*元の文章*
第35話 おっかなびっくりPTA改革⑤

文字数 3,931文字

 かなり脱線しましたが、本来のPTA改革の話に戻します(笑)。
 PTAってそもそも何のための団体なのか、誰のために活動をしているのか。そんな話が出てくるとうんざりされてしまいそうですが、その辺にグレーゾーンが多いのが元凶なので、少々お付き合いを。

 実はPTAの役員に対し、面と向かって苦情を言ってくる人はそんなに多くありません。
 だけどネット検索をすると批判的な意見がずらーっと。肯定的な意見は(あえて書く必要がないためでしょうが)ネットではむしろ少数派。
 ぎょっとします。こっちの方が皆さんの本音……? リアルの肌感覚とはちょっと違うような気もしますが、知らない人はそのまま信じてしまうかもしれません。

*提供資料*

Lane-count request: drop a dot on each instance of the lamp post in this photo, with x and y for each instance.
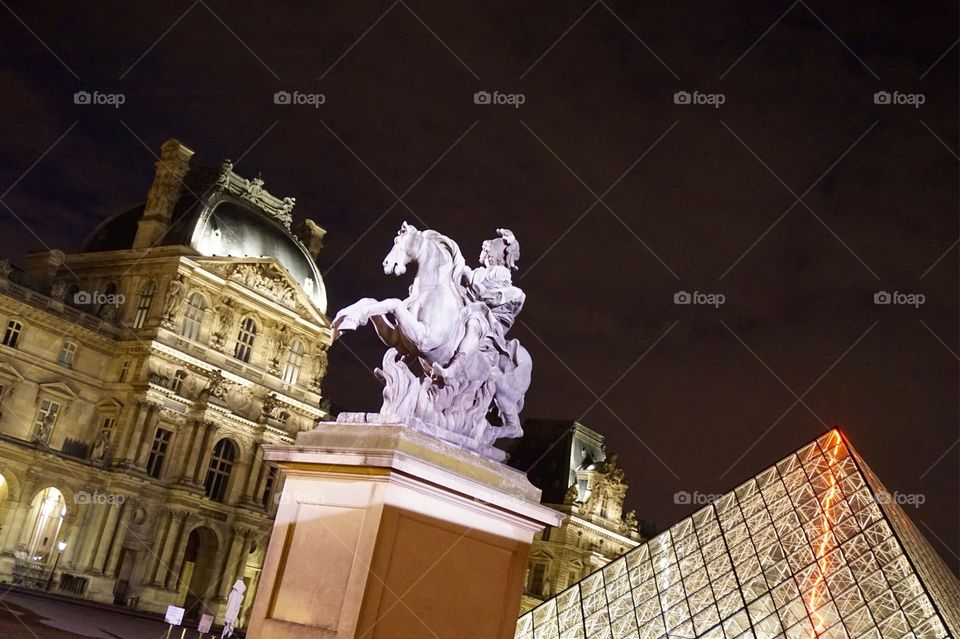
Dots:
(61, 546)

*作業指示*
PTA改革の文章の「かなり脱線しましたが、本来のPTA改革の話に戻します(笑)。」から「が)ネットではむしろ少数派。」までを、「が)ネットではむしろ少数派。」も含めて一字一句そのまま書き写してください。

*解答*
かなり脱線しましたが、本来のPTA改革の話に戻します(笑)。
 PTAってそもそも何のための団体なのか、誰のために活動をしているのか。そんな話が出てくるとうんざりされてしまいそうですが、その辺にグレーゾーンが多いのが元凶なので、少々お付き合いを。

 実はPTAの役員に対し、面と向かって苦情を言ってくる人はそんなに多くありません。
 だけどネット検索をすると批判的な意見がずらーっと。肯定的な意見は(あえて書く必要がないためでしょうが)ネットではむしろ少数派。